§ **INSTRUCTIONS TO FOLLOW**:
Transcribe the following entries word for word. End with the line where "point: the shallow" appears.

§ **DATA EXTRACT**:
------------

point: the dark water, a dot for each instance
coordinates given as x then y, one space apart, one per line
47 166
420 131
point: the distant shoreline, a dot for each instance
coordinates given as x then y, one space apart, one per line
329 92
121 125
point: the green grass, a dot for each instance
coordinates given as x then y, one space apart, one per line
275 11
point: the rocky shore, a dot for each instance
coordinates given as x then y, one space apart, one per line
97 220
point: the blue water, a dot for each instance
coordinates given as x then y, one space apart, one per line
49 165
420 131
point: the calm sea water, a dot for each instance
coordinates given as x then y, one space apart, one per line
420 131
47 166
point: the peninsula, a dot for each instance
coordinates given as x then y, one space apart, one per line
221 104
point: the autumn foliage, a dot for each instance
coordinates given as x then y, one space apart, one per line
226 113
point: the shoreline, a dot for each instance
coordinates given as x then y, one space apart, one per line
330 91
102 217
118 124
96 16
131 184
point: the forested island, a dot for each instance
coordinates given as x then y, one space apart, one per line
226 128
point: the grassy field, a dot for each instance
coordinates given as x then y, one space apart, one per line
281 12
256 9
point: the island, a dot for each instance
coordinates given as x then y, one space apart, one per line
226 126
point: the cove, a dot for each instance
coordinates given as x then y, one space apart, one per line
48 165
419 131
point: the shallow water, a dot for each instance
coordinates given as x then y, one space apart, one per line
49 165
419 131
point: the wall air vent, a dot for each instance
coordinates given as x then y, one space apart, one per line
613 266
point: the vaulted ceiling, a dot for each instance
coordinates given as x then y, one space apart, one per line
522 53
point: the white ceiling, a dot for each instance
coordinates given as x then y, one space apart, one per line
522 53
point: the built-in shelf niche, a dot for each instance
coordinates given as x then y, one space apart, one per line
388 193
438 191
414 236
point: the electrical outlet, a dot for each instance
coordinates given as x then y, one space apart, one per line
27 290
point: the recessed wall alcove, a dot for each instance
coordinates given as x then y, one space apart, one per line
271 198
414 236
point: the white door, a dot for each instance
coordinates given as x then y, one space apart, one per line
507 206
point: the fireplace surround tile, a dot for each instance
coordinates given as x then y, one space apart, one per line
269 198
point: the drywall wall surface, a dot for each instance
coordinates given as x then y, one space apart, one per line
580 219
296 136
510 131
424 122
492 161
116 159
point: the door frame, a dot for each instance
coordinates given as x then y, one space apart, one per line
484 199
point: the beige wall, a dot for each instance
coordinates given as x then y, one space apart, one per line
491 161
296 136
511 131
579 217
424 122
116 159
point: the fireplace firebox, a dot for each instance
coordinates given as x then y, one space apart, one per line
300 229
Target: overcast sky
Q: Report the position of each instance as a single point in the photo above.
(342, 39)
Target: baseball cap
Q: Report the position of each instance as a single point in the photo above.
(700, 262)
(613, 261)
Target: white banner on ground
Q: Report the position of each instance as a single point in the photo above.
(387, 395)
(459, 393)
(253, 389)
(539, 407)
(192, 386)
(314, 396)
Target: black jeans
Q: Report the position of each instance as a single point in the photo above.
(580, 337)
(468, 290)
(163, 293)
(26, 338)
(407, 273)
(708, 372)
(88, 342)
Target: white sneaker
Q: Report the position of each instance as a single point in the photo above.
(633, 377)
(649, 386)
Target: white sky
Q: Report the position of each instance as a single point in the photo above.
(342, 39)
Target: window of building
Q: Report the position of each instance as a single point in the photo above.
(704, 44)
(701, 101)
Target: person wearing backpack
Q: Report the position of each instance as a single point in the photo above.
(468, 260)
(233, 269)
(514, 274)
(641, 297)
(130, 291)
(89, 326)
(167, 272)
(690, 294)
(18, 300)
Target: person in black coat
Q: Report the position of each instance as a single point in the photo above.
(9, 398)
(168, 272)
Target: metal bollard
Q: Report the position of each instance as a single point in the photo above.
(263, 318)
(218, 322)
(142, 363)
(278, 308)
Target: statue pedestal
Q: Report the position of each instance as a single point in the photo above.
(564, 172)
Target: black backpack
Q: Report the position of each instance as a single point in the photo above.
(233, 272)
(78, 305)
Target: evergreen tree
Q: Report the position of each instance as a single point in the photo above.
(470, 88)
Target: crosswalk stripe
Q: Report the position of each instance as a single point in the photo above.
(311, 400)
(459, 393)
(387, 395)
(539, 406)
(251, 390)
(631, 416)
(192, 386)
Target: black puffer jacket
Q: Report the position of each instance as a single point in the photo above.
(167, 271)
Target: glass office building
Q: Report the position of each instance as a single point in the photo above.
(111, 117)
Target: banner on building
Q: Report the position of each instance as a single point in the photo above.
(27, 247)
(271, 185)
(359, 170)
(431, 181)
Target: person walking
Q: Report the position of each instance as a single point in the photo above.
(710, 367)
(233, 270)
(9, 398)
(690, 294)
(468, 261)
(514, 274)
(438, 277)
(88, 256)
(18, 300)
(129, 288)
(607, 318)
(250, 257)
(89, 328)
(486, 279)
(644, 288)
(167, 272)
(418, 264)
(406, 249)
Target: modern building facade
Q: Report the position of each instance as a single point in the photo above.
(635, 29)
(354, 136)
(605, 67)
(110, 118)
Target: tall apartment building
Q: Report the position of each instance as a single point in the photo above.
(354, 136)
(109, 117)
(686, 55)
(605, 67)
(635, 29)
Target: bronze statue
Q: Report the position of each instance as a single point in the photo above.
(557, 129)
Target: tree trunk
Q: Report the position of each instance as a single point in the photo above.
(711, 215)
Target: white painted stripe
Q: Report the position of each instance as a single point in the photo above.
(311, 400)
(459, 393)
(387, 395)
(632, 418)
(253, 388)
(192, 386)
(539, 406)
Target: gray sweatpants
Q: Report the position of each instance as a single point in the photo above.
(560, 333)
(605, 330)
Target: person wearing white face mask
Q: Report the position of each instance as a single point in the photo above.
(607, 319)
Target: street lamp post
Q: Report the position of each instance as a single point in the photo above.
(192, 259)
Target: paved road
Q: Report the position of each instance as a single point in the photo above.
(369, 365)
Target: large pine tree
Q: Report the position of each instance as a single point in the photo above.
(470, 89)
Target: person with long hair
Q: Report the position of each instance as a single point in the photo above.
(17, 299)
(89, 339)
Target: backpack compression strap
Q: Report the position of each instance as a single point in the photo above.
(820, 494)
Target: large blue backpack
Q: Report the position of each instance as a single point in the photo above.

------------

§ **RESPONSE TO THIS EXERCISE**:
point: the dark water, a dot for each instance
coordinates given as x then y, one space apart, one per line
47 166
420 131
point: the distant shoreline, a dot for each instance
coordinates given as x then y, one space apart, one per line
329 92
121 125
point: the green grass, a dot for each instance
coordinates given as x then y, one space apart, one per line
275 11
point: the rocky shore, a dot for each instance
coordinates given as x then y, one space apart, one per line
97 220
point: the blue water, a dot for each instance
coordinates given as x then y, one space apart, one per line
49 165
420 131
point: the calm sea water, a dot for each instance
coordinates given as x then y, one space apart, one per line
420 131
47 166
point: the peninsula, a dot for each instance
coordinates given as x then y, one space apart, one per line
221 104
point: the autumn foliage, a dot for each instance
coordinates given as x then y, one space apart, one per line
226 113
point: the shoreline, a dot for each instance
coordinates given as x then y, one space apart, one per line
330 91
102 217
118 124
96 16
131 184
point: the forested island, a dot for each instance
coordinates given as x then y, one space apart, one per line
226 128
point: the grassy field, a dot for each instance
coordinates given as x then y, one space apart, one per line
281 12
256 9
point: the island, a dot for each instance
coordinates given as x then y, one space apart, one per line
226 126
point: the cove, a dot for each instance
coordinates given as x then y, one space apart, one per line
48 165
419 131
point: the shallow water, a dot for each instance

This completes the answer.